Location identification entries

++++++

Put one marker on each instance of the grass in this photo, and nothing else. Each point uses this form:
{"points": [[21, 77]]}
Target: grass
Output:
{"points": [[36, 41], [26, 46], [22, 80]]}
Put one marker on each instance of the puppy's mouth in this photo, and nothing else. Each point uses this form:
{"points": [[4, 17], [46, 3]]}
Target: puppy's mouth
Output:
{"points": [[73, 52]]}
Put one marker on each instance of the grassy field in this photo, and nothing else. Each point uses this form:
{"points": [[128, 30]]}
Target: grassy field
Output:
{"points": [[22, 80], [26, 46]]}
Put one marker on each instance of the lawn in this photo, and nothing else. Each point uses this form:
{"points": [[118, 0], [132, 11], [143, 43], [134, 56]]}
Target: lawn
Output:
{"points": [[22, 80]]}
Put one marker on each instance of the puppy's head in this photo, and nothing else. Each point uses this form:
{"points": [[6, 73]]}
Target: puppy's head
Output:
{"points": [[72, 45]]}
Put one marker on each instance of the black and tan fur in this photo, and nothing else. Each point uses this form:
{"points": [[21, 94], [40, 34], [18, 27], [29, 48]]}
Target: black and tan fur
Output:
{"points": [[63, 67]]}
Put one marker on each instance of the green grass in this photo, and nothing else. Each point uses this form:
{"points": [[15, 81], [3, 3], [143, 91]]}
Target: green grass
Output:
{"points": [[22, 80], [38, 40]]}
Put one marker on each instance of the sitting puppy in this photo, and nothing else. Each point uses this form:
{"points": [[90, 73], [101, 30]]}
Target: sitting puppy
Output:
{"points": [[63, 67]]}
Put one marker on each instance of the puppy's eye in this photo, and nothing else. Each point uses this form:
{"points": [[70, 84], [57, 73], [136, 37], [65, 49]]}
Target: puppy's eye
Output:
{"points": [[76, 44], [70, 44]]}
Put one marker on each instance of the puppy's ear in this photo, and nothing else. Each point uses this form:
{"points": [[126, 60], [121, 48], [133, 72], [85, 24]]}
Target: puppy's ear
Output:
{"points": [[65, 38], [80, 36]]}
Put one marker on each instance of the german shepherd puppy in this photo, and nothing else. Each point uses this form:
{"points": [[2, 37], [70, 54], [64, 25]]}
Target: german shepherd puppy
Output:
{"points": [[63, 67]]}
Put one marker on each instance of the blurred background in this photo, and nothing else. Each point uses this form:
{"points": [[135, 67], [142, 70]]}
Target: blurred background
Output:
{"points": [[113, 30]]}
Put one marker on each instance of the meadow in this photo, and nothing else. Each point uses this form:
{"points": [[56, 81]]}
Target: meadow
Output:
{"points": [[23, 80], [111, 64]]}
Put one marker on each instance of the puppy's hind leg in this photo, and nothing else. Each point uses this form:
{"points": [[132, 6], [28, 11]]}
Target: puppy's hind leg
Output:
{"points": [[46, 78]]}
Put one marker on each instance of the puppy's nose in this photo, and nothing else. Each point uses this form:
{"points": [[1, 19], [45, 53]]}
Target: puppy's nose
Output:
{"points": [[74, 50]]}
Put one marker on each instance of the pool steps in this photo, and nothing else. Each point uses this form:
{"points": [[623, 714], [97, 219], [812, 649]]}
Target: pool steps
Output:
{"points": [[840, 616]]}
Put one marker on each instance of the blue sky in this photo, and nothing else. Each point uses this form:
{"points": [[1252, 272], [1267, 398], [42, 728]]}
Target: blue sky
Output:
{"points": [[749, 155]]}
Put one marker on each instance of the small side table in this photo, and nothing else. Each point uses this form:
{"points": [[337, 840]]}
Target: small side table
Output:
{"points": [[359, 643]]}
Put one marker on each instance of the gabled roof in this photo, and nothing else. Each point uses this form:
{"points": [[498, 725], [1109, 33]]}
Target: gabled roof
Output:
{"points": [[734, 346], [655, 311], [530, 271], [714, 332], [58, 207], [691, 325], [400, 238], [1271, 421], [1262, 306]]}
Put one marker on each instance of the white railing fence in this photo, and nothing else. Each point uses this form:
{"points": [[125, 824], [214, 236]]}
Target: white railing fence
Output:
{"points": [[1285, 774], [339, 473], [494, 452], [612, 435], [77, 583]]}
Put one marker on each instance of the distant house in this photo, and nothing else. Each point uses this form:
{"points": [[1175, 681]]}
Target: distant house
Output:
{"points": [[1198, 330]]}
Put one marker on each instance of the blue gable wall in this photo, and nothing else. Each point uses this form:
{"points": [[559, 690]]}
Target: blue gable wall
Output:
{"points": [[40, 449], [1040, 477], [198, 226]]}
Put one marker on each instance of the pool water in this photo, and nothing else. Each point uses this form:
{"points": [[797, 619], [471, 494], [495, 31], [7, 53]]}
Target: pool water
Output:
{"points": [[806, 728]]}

++++++

» **Set problem**: Echo every line of the listing above verbatim, from the first entry through the last.

» **The solution**:
Put one marker on each instance of the grass in this photo, and nothing else. Each point uses this form:
{"points": [[21, 77]]}
Target: grass
Output:
{"points": [[36, 41], [26, 46], [22, 80]]}
Put one marker on each instance of the puppy's mouth in this photo, and nothing else. Each point uses this form:
{"points": [[4, 17], [46, 3]]}
Target: puppy's mouth
Output:
{"points": [[73, 52]]}
Put one marker on each instance of the grassy field in this photo, and nothing else. Each point uses this form:
{"points": [[128, 30]]}
Target: grassy field
Output:
{"points": [[22, 80], [26, 46]]}
Put one marker on each instance of the lawn in this photo, and nothing else. Each point uses this form:
{"points": [[118, 0], [132, 11], [143, 43], [134, 56]]}
Target: lawn
Output:
{"points": [[22, 80]]}
Put one marker on each instance of the puppy's head in this photo, and nothing else. Each point uses this form:
{"points": [[6, 73]]}
Target: puppy's head
Output:
{"points": [[72, 45]]}
Put one marker on each instance of the black and tan fur in this photo, and nothing else. Each point uses this form:
{"points": [[21, 94], [40, 34], [18, 27], [29, 48]]}
Target: black and tan fur
Output:
{"points": [[63, 67]]}
Put one marker on each instance of the green grass in this photo, and nothing else. Each point uses this form:
{"points": [[15, 81], [3, 3], [143, 91]]}
Target: green grass
Output:
{"points": [[22, 80], [38, 40]]}
Put one marker on each instance of the sitting puppy in this photo, and nothing else. Each point uses this form:
{"points": [[90, 73], [101, 30]]}
Target: sitting puppy
Output:
{"points": [[63, 67]]}
Put one marker on each instance of the puppy's eye in this photo, and nothing else. Each point uses this form:
{"points": [[70, 84], [57, 73], [136, 37], [65, 49]]}
Target: puppy's eye
Output:
{"points": [[76, 44], [70, 44]]}
Put one marker on each instance of the puppy's ear in this photo, and nothing else. Each point uses this form:
{"points": [[126, 60], [121, 48], [133, 72], [85, 24]]}
Target: puppy's ear
Output:
{"points": [[65, 38], [80, 36]]}
Put one marker on each instance of the german shepherd puppy in this photo, and nothing else. Each point uses this form:
{"points": [[2, 37], [70, 54], [64, 25]]}
Target: german shepherd puppy
Output:
{"points": [[63, 67]]}
Put one marker on each instance of the blurred background in this photo, and nothing else. Each point uses this form:
{"points": [[135, 67], [142, 70]]}
Target: blurred background
Output:
{"points": [[113, 30]]}
Put one marker on each instance of the meadow in this photo, and nothing else. Each point uses this form:
{"points": [[56, 81]]}
Target: meadow
Output:
{"points": [[23, 80], [111, 64]]}
Put one marker on each instance of the puppy's hind leg in this photo, and nothing else. Each point uses this form:
{"points": [[132, 6], [28, 11]]}
Target: puppy's hind leg
Output:
{"points": [[46, 78]]}
Put one marker on each instance of the puppy's nose in this photo, and nothing else. Each point uses this form:
{"points": [[1, 19], [45, 53]]}
Target: puppy's nose
Output:
{"points": [[74, 50]]}
Put one marker on each instance of the pool steps in this photo, and nothing else. Each point uses this form:
{"points": [[623, 714], [97, 219], [812, 649]]}
Target: pool steps
Output:
{"points": [[840, 616]]}
Put one marker on each instance of the blue sky in this photo, and nothing else. Each point uses this form:
{"points": [[1252, 272], [1267, 398], [42, 728]]}
Target: blue sky
Output:
{"points": [[749, 155]]}
Put one marker on each instance of the small side table in this photo, and nothing else. Each point uses this form:
{"points": [[337, 840]]}
Target: small side table
Output:
{"points": [[359, 643]]}
Put one marker on each instance of the gabled roof in this photo, and nothing else. Each point uses this form:
{"points": [[498, 725], [1109, 33]]}
Target: gabled roof
Output:
{"points": [[734, 346], [655, 311], [530, 271], [714, 332], [58, 207], [691, 325], [400, 238], [1271, 421], [1262, 306]]}
Put one marker on each instance of the white railing fence in this photo, and nothing else. Each point uses this form:
{"points": [[125, 824], [214, 236]]}
Target: white railing fence
Output:
{"points": [[1285, 774], [339, 473], [494, 452], [612, 435], [77, 583]]}
Put one marker on each instance of the distant house in this photo, and nothing else. Each point uses this form:
{"points": [[1175, 681]]}
Target: distant house
Output:
{"points": [[1198, 330]]}
Put one marker on each instance of the blue gable wall in this photo, and nothing else. Each point uses this form:
{"points": [[559, 690]]}
Target: blue gable wall
Output:
{"points": [[40, 449], [1040, 477], [198, 226]]}
Put one marker on each instance of the pool water in this photo, and nothing else. Each point uses this form:
{"points": [[797, 619], [471, 494], [495, 31], [7, 53]]}
Target: pool water
Output:
{"points": [[806, 728]]}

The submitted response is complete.